* [Image-grounded pointing data]
━━━━━━

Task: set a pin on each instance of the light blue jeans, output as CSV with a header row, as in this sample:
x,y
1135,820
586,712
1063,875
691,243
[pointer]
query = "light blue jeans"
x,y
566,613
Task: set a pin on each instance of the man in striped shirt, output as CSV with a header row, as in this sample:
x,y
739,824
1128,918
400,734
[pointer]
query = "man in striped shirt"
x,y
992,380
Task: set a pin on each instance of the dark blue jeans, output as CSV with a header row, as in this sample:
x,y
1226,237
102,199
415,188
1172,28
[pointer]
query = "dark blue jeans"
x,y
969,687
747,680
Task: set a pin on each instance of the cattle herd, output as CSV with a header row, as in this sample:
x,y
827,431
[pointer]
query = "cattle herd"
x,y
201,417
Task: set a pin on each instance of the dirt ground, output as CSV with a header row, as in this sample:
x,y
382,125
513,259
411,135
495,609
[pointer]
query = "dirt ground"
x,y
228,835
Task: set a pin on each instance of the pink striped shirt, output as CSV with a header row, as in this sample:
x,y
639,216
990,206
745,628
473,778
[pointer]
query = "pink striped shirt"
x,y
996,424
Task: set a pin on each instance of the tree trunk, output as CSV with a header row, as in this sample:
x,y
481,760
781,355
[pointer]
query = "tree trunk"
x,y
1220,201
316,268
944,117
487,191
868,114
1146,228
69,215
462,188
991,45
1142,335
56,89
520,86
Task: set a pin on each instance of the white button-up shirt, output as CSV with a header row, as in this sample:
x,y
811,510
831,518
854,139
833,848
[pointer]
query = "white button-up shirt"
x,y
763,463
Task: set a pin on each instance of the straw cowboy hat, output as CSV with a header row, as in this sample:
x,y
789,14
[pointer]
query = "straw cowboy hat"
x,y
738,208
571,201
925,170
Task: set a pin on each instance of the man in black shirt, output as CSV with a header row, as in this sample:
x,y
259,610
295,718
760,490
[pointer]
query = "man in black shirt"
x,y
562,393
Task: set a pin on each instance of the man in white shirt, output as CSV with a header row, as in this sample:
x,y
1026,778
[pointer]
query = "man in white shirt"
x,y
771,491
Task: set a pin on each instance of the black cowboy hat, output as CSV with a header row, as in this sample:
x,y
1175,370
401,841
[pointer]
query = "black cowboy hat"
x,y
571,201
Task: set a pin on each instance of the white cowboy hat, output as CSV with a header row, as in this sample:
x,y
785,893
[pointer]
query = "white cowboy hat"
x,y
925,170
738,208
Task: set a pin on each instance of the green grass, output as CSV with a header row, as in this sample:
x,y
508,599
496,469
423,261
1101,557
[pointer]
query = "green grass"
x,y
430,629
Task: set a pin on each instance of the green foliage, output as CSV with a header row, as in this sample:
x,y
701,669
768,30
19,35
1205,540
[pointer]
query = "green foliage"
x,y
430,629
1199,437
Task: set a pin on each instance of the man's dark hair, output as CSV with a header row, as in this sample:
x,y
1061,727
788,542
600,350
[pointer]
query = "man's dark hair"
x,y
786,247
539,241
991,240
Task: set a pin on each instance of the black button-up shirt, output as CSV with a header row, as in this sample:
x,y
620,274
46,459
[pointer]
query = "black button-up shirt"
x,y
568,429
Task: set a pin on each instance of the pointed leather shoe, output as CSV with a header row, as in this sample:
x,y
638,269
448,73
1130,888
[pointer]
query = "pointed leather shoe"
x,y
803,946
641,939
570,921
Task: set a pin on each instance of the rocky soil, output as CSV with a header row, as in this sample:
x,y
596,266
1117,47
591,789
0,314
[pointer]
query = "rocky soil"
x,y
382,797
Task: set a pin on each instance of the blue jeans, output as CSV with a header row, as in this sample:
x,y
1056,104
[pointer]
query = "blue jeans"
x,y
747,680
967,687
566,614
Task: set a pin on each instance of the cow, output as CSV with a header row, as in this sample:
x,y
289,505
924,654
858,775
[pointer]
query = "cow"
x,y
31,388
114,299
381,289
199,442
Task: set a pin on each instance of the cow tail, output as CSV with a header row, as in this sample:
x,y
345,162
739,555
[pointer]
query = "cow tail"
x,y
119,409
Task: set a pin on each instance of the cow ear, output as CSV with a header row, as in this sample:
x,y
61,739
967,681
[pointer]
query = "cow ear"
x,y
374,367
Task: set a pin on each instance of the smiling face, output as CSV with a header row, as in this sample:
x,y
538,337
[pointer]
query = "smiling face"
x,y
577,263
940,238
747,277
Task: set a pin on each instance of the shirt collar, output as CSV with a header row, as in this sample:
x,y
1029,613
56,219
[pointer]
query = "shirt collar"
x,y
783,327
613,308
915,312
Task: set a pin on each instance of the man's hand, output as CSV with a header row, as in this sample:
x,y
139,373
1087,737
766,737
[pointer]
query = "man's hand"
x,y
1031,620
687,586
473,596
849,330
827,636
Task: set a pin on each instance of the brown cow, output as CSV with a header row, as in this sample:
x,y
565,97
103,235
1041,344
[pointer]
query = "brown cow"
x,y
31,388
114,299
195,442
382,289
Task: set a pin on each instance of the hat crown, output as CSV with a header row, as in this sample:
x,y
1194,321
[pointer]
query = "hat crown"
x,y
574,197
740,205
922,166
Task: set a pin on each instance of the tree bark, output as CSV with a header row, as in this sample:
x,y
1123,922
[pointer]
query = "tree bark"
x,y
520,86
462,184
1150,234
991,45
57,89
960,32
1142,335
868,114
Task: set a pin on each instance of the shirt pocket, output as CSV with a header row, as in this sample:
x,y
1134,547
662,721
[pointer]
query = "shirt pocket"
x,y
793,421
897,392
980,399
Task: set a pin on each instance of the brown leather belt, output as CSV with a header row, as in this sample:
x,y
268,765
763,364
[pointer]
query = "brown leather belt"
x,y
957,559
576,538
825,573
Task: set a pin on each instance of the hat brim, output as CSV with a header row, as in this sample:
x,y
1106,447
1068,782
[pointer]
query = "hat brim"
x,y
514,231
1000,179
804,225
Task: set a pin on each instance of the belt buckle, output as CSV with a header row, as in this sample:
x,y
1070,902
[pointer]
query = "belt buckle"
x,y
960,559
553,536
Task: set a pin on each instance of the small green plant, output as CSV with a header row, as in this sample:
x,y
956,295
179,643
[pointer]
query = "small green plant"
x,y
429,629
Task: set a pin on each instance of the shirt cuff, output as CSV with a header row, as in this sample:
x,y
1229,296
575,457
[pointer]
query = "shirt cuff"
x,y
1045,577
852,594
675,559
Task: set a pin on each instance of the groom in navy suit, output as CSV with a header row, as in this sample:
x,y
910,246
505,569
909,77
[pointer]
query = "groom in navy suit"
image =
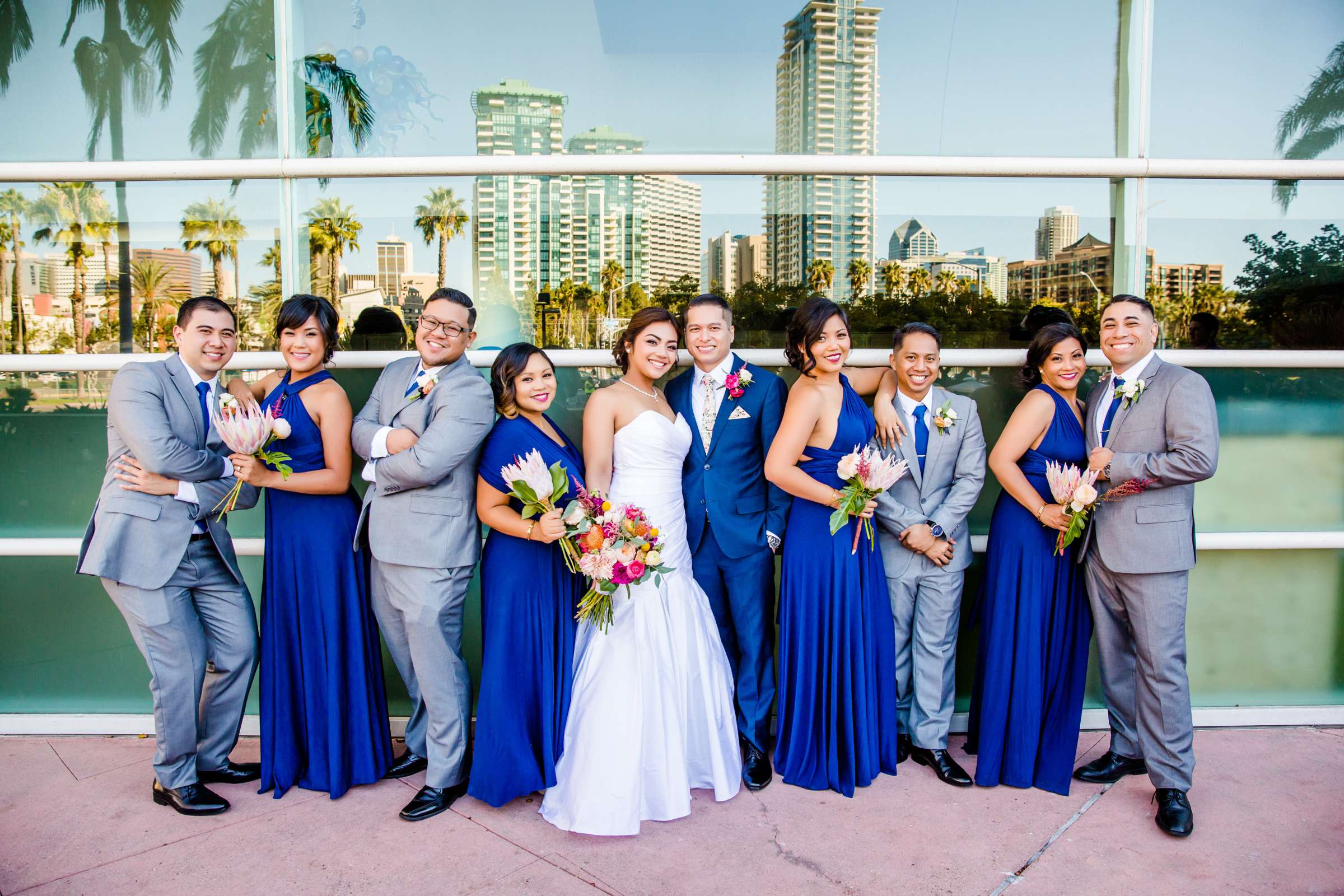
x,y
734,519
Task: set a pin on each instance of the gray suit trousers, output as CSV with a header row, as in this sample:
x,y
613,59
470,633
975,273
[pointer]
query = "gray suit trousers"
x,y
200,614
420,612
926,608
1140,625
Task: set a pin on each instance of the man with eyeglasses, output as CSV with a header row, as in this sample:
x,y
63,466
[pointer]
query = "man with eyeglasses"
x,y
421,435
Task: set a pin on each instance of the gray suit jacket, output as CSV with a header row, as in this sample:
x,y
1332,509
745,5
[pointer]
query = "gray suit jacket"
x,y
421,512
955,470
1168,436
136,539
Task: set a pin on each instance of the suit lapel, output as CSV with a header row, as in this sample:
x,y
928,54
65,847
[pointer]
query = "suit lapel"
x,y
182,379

━━━━━━

* [Your instructions] Write every line of the data out again exactly, leaving out all images.

* [Answer to this exercise]
Task: set a pin on each instance of the light blue jeans, output as CSV with a header row, as in this sample:
x,y
1135,820
586,712
1063,875
691,243
[pointer]
query = "light blue jeans"
x,y
566,613
Task: set a pin on each instance of the man in striped shirt, output as CSV with a header row, as in this sample:
x,y
739,824
1128,918
400,734
[pointer]
query = "man in striped shirt"
x,y
992,380
Task: set a pin on each instance of the dark blue jeans, output as CSV with a header row, as in this sample:
x,y
1226,237
102,199
415,188
1172,28
[pointer]
query = "dark blue jeans"
x,y
969,687
747,680
Task: set a pin on each instance of the cattle herd, output as CSV with a header row, as in this sample:
x,y
827,431
[pointer]
query = "cattle herd"
x,y
201,417
Task: set a pin on each instance of the dirt ground, output as CSV with a header row, as in this sample:
x,y
382,125
513,259
411,135
495,609
[pointer]
query = "dirt ground"
x,y
228,835
Task: set a pin on each instance of the pink striped shirt, output as CSV with a header row, as in this sample:
x,y
639,216
990,206
745,628
473,778
[pointer]
query = "pink striped shirt"
x,y
996,424
Task: set a pin on each instance of the tree trunk, output as CSV with a header row, as in this sample:
x,y
481,760
781,355
[pointer]
query = "tree trunk"
x,y
1220,201
316,268
944,117
487,191
868,114
1146,228
69,215
462,188
991,45
1142,335
56,89
520,86
Task: set a pin on each instance of the white button-up shirt, output as CSV with a header row, as in this sample:
x,y
811,510
831,518
854,139
833,848
[pointer]
query = "white button-up shirt"
x,y
763,463
Task: set a pin on each instance of the straw cowboy hat, output as CSV with a header row, as in this sample:
x,y
789,14
[pointer]
query = "straw cowboy hat"
x,y
738,208
571,201
925,170
Task: set a pin on each instance of the man in black shirt, output as CSV with a header row, as in this sample:
x,y
259,610
295,718
760,490
[pointer]
query = "man in black shirt"
x,y
562,393
Task: set a pin on each instance of the man in white shirt, output as CSV with a header row, as in this sample:
x,y
1026,778
[pointer]
query = "man in white shirt"
x,y
771,491
Task: set a pin on each instance of the black cowboy hat, output as CSV with a header row, as in this sample:
x,y
1175,370
401,841
[pointer]
query = "black cowboy hat"
x,y
571,201
Task: set a pin on each instance of the white cowboy hat, output as CSV with a header row, as in this sample:
x,y
785,893
[pointer]
query = "white cowboy hat"
x,y
925,170
738,208
Task: set a pin on each instance of the green grass, output as CSV with a header row, as in this sample:
x,y
508,599
496,469
423,261
1101,557
[pointer]
query = "green grass"
x,y
430,629
Task: set a pin on each instance of the green foliage, output as CSV with a header row, as in this sample:
x,y
701,669
768,30
19,35
1205,540
[pointer]
query = "green foliage"
x,y
430,629
1199,437
Task: set a pin on each instance of the man's dark hair, output as CSV with a header row, as in this sample:
x,y
1061,727
788,542
600,350
[pointer]
query = "man's dark hair"
x,y
786,247
539,241
991,240
Task: set a pin on each instance of the black button-up shirt, output as CSV with a header row, as in this sample:
x,y
620,274
46,459
[pointer]
query = "black button-up shirt"
x,y
568,429
Task: set a pin on each instance of the pointed leather shoe, output as CSV with a header row, as in this sample:
x,y
638,269
448,73
1130,888
[pointer]
query = "pointed leather shoe"
x,y
803,946
641,939
570,921
Task: set a pin on each instance of the rocky soil, output as CSV with a header row, as in this sample:
x,y
596,266
1117,47
591,789
0,314
[pointer]
query = "rocky soil"
x,y
382,797
Task: set a pin on each instance of the blue jeans, output as CSV with a header row, as in this sample:
x,y
1056,104
[pointer]
query = "blue jeans"
x,y
747,680
967,687
566,614
Task: set a pin on each instance of the cow, output as CSV with a header row, as in this sample:
x,y
289,505
924,654
858,775
[pointer]
query = "cow"
x,y
31,388
114,299
381,289
199,442
Task: set a pin on each instance of the cow tail, output as CSV with a header row, as in this sample:
x,y
345,162
739,555
[pointer]
query = "cow tail"
x,y
119,409
Task: set a pin on each instance of the cow ear, output as CSV with a header row, as in this sample:
x,y
61,739
967,681
[pointer]
query = "cow ear"
x,y
374,367
Task: set a pin on each instance of the smiling face, output as CSV with a header row, as in this sample:
x,y
538,337
[pointer]
query = "smiling face"
x,y
577,263
940,238
747,277
Task: set a pin on each instance of the shirt collar, output as CSV with a header row, as in this sample:
x,y
1029,613
56,219
[pointer]
query = "shirt collar"
x,y
783,327
613,308
915,312
Task: set a pin on each instance of the man's hand, output as CSV with a header row, as in this sample:
x,y
139,373
1087,737
766,737
[pointer]
query = "man's hand"
x,y
1031,620
687,586
473,596
849,330
827,636
Task: set a pin on each instance of the brown cow, output as CSV with a header row, as in this sample:
x,y
565,97
103,235
1041,344
[pointer]
query = "brown cow"
x,y
31,388
114,299
195,442
382,289
Task: set a pin on each instance of the hat crown, output as CSV with a header row, as in this sample:
x,y
1194,321
[pointer]
query = "hat crown"
x,y
574,197
740,205
922,166
Task: set a pin on each instance of the tree bark, output as CSV with a header row, as in this sample:
x,y
1123,922
[pointer]
query = "tree bark"
x,y
520,86
462,184
1150,234
991,45
57,89
960,32
1142,335
868,114
Task: set a pin on each instance of the shirt pocket, output as CSV with a header row, as in this sample:
x,y
1134,547
662,721
[pointer]
query = "shirt pocket"
x,y
793,421
897,392
980,399
Task: set a pin on each instance of the brown leather belt, output as CSV with a header row, as in this sample:
x,y
268,765
763,364
[pointer]
query = "brown leather belt"
x,y
957,559
576,538
825,573
Task: set a pin on each instance of the hat brim, output as CSV with a header row, as in this sample:
x,y
1106,447
1068,782
[pointer]
query = "hat brim"
x,y
514,231
1000,179
804,225
Task: set a pin on each instance of the belt buckle, output as CSV with a header row, as in this sample:
x,y
1070,902
[pointer]
query = "belt buckle"
x,y
960,559
553,536
Task: set a pin on each instance of the small green plant, output as CSV with a header row, as in this sample:
x,y
956,295
179,643
[pointer]
query = "small green plant"
x,y
429,629
Task: set a pin on each instance of the shirt cuff, output as CSV with a header row, as in this sample:
x,y
1229,296
575,457
[pointer]
query = "shirt cuff"
x,y
1045,577
852,594
675,559
Task: set a pin on each instance of the groom in navy suit, output as CSV with a header row, as in this sample:
x,y
910,246
505,569
909,77
[pointer]
query = "groom in navy suit"
image =
x,y
734,519
Task: set a pin on each instance of the gray suit trousers, output as CSV with a header row, as in this sample:
x,y
613,59
470,633
975,273
[pointer]
query = "gray suit trousers"
x,y
200,614
420,612
926,608
1140,625
Task: set a pin on each instance of the man with eyeglasses, output as CSV with a header row, as in this sample:
x,y
63,466
[pointer]
query = "man with eyeglasses"
x,y
421,435
Task: set a pin on each instance of the gray suit jacket, output as CSV with a header row, as in this sample:
x,y
1332,509
745,5
[pointer]
query = "gray suit jacket"
x,y
421,512
955,470
1168,436
136,539
Task: set a pin on each instance of the suit lapel, output as CSV with a header row, as in this sample:
x,y
928,54
65,847
[pointer]
query = "suit lapel"
x,y
182,379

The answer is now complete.